Every record that follows should be output exactly as it is given.
** Entries provided follows **
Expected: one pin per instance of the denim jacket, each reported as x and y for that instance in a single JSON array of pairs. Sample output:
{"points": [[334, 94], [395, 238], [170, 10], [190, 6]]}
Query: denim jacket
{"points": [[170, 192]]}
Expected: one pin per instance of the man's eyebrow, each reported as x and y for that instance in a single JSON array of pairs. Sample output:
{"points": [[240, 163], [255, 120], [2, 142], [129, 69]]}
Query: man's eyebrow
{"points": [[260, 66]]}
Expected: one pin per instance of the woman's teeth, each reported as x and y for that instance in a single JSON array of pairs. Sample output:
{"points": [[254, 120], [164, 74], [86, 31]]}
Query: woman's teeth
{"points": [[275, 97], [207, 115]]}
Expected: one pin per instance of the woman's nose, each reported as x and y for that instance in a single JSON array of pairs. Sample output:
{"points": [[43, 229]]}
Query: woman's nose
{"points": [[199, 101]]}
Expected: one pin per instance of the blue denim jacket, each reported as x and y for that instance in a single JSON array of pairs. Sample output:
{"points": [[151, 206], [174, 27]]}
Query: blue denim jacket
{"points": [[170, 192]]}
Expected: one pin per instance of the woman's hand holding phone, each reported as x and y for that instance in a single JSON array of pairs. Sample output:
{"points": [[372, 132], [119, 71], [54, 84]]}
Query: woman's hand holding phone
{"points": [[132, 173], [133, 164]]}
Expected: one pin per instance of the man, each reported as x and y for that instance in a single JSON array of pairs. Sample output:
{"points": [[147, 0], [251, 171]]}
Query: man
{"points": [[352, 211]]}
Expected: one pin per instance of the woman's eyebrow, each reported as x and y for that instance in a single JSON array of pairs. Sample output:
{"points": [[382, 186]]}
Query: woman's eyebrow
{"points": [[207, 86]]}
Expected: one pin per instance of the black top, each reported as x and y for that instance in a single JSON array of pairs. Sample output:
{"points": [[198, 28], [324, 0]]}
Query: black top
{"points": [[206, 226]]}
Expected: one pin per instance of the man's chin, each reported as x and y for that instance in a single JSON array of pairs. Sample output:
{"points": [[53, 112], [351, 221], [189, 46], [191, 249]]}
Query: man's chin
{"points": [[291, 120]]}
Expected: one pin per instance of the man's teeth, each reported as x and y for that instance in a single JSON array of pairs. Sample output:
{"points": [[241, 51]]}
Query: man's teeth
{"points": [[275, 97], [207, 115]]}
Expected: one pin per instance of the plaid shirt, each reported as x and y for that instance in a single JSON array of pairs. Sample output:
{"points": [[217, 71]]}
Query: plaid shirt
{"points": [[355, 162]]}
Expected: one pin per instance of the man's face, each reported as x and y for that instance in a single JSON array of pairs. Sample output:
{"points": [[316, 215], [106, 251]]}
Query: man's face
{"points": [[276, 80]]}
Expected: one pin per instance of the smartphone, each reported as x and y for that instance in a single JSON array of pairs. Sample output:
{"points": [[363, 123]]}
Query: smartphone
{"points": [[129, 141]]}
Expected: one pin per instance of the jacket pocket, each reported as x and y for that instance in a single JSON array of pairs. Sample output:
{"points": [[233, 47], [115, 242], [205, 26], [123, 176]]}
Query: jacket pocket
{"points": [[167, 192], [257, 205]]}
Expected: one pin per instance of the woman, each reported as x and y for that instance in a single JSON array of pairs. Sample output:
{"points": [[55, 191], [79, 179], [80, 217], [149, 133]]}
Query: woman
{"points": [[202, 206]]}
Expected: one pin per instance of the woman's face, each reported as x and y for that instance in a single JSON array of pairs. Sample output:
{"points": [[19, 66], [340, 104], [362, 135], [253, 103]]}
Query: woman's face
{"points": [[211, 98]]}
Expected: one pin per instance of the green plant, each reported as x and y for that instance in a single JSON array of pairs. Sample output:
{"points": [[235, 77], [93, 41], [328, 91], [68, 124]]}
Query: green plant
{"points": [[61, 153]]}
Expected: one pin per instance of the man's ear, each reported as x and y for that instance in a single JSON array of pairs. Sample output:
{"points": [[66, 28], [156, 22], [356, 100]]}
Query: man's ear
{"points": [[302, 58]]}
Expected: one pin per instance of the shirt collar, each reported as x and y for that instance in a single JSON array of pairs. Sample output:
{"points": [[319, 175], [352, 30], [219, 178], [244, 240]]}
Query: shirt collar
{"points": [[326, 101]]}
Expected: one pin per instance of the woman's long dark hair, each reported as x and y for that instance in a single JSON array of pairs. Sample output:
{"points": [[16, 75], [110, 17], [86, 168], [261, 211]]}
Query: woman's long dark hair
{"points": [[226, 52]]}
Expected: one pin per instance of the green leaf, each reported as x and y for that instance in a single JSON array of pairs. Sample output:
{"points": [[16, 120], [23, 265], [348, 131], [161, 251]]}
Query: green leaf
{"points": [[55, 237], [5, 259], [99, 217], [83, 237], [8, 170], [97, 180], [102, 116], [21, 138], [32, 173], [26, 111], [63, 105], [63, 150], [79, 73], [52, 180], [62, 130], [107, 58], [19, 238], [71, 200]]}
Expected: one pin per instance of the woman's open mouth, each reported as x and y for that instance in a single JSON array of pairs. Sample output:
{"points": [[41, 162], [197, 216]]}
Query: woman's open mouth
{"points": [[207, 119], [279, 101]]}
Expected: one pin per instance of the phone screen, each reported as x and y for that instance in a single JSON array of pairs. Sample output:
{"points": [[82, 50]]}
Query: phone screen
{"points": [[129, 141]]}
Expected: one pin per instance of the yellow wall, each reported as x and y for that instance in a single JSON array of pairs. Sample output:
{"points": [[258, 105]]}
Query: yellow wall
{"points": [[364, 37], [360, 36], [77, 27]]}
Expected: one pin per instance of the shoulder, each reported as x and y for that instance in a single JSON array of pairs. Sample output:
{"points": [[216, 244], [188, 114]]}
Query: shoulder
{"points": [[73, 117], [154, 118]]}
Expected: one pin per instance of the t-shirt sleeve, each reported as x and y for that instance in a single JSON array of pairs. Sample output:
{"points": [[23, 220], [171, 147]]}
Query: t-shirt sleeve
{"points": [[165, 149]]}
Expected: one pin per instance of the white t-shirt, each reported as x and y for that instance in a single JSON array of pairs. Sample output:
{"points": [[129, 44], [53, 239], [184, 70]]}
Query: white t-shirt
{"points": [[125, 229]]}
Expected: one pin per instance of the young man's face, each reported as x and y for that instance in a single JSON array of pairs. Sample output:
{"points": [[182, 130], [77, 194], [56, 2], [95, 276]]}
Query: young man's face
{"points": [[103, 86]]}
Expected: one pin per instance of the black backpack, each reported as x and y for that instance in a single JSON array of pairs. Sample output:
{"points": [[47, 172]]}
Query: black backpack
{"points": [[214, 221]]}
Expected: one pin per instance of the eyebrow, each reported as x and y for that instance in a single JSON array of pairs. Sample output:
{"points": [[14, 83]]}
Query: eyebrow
** End of Entries provided **
* _Answer section_
Expected: one pin per instance of the denim jacket, each reported as x and y for that instance in a single JSON array of pairs. Sample output:
{"points": [[334, 94], [395, 238], [170, 10], [190, 6]]}
Query: denim jacket
{"points": [[170, 192]]}
Expected: one pin per instance of the man's eyebrow, each reported as x and y for that instance in a single JSON array of pairs. Sample output:
{"points": [[240, 163], [255, 120], [2, 142], [129, 69]]}
Query: man's eyebrow
{"points": [[260, 66]]}
Expected: one pin per instance of the woman's teeth, each reported as x and y for that instance in a single JSON array of pairs. Sample output:
{"points": [[254, 120], [164, 74], [86, 31]]}
Query: woman's teeth
{"points": [[275, 97], [207, 115]]}
Expected: one pin per instance of the woman's nose, each reported as x and y for that instance in a single JSON array of pairs. Sample output:
{"points": [[43, 229]]}
Query: woman's nose
{"points": [[199, 101]]}
Expected: one pin per instance of the blue denim jacket, each reported as x and y for that instance in a single JSON array of pairs. Sample output:
{"points": [[151, 206], [174, 27]]}
Query: blue denim jacket
{"points": [[170, 192]]}
Expected: one pin per instance of the woman's hand holding phone, each reported as x and y for that instance in a single JSON array of pairs. Sample output:
{"points": [[372, 132], [119, 71], [54, 84]]}
Query: woman's hand holding phone
{"points": [[132, 173], [133, 164]]}
Expected: one pin per instance of the man, each reported as x and y for that instance in a single JSON array of pairs. Sample output:
{"points": [[147, 0], [251, 171]]}
Query: man
{"points": [[352, 211]]}
Expected: one pin per instance of the woman's eyebrow, each reported as x and y for that instance in a single JSON array of pairs. Sample output:
{"points": [[382, 186]]}
Query: woman's eyebrow
{"points": [[207, 86]]}
Expected: one pin per instance of the black top, each reported as x and y for that instance in a single JSON array of pairs. Sample output:
{"points": [[198, 28], [324, 0]]}
Query: black top
{"points": [[206, 226]]}
Expected: one pin per instance of the man's chin, each reported as x and y for that instance in a single JSON array of pairs. Sample output:
{"points": [[53, 112], [351, 221], [189, 46], [191, 249]]}
Query: man's chin
{"points": [[291, 120]]}
Expected: one pin per instance of the man's teeth, each reported as x and y for that instance in a single JSON array of pairs. Sample output:
{"points": [[241, 51]]}
Query: man's teeth
{"points": [[275, 97], [207, 115]]}
Expected: one pin per instance of the plaid shirt, each reported as x and y for that instance in a single JSON array of pairs. Sample output:
{"points": [[217, 71]]}
Query: plaid shirt
{"points": [[355, 162]]}
Expected: one pin per instance of the man's face, each reported as x and y for that instance in a single JSON array of pairs. Sample output:
{"points": [[316, 215], [106, 251]]}
Query: man's face
{"points": [[276, 80]]}
Expected: one pin per instance of the smartphone, each reported as x and y for that instance in a single JSON array of pairs. Sample output:
{"points": [[363, 123]]}
Query: smartphone
{"points": [[129, 141]]}
Expected: one pin per instance of the jacket pocket, each reported as x and y for that instance in a single JSON array of pairs. Sample output:
{"points": [[233, 47], [115, 242], [205, 26], [123, 176]]}
Query: jacket pocket
{"points": [[167, 192], [257, 205]]}
Expected: one pin per instance of the woman, each reported as x and y for that instance in a single JSON array of pairs. Sample output:
{"points": [[55, 191], [79, 179], [80, 217], [149, 133]]}
Query: woman
{"points": [[202, 206]]}
Expected: one pin per instance of the woman's face, each reported as x and y for that instance in a single JSON array of pairs. Sample output:
{"points": [[19, 66], [340, 104], [362, 135], [253, 103]]}
Query: woman's face
{"points": [[211, 98]]}
Expected: one pin per instance of the green plant, each reported as x and y for that instance in a single JSON array of pairs. Sample output:
{"points": [[235, 77], [93, 41], [328, 91], [68, 124]]}
Query: green plant
{"points": [[61, 153]]}
Expected: one pin per instance of the man's ear, each reported as x and y for that instance in a single JSON array of pairs. Sample output:
{"points": [[66, 28], [156, 22], [356, 100]]}
Query: man's ear
{"points": [[302, 58]]}
Expected: one pin per instance of the shirt collar, each reported as x and y for that instance in a single JSON array of pairs. Sample output:
{"points": [[319, 175], [352, 30], [219, 178], [244, 240]]}
Query: shirt collar
{"points": [[326, 101]]}
Expected: one pin per instance of the woman's long dark hair, each reported as x and y for that instance in a single JSON array of pairs. Sample output:
{"points": [[16, 75], [110, 17], [86, 168], [261, 211]]}
Query: woman's long dark hair
{"points": [[226, 52]]}
Expected: one pin per instance of the green leaf, each reported as x and y for that instance in a single JSON array of pairs. Sample output:
{"points": [[16, 120], [23, 265], [348, 131], [161, 251]]}
Query: green leaf
{"points": [[55, 237], [5, 259], [99, 217], [83, 237], [8, 170], [97, 180], [102, 116], [21, 138], [32, 173], [26, 111], [63, 105], [63, 150], [79, 73], [52, 180], [62, 130], [107, 58], [19, 238], [71, 200]]}
Expected: one pin per instance of the woman's open mouth, each reported as x and y for that instance in a single JSON array of pairs. Sample output:
{"points": [[41, 162], [197, 216]]}
Query: woman's open mouth
{"points": [[207, 119], [279, 101]]}
Expected: one pin per instance of the phone screen, each reported as x and y for that instance in a single JSON array of pairs. Sample output:
{"points": [[82, 50]]}
Query: phone screen
{"points": [[129, 141]]}
Expected: one pin per instance of the yellow wall, each reported as x and y for that instance in a single JSON array of pairs. Sample output:
{"points": [[258, 105]]}
Query: yellow wall
{"points": [[364, 37], [360, 36], [77, 27]]}
Expected: one pin per instance of the shoulder, each reported as x and y for that instance in a single JSON array of pairs. Sample output:
{"points": [[216, 244], [188, 114]]}
Query: shoulder
{"points": [[73, 117], [154, 118]]}
Expected: one pin per instance of the t-shirt sleeve, each reported as x and y for that instance in a single JSON array of pairs. Sample output:
{"points": [[23, 220], [171, 147]]}
Query: t-shirt sleeve
{"points": [[165, 149]]}
Expected: one pin per instance of the white t-shirt, each reported as x and y for that instance in a single JSON array of pairs. Sample output:
{"points": [[129, 44], [53, 239], [184, 70]]}
Query: white t-shirt
{"points": [[125, 229]]}
Expected: one pin per instance of the young man's face, each reported as x and y for that instance in a single JSON array of pairs. Sample output:
{"points": [[182, 130], [77, 194], [56, 2], [95, 276]]}
Query: young man's face
{"points": [[103, 86]]}
Expected: one pin per instance of the black backpack, each reported as x and y for that instance in a single JSON array of pairs. Sample output:
{"points": [[47, 172]]}
Query: black backpack
{"points": [[214, 221]]}
Expected: one pin per instance of the eyebrow, each reported as x and y for that instance in a single JSON array of pairs. Sample output:
{"points": [[14, 83]]}
Query: eyebrow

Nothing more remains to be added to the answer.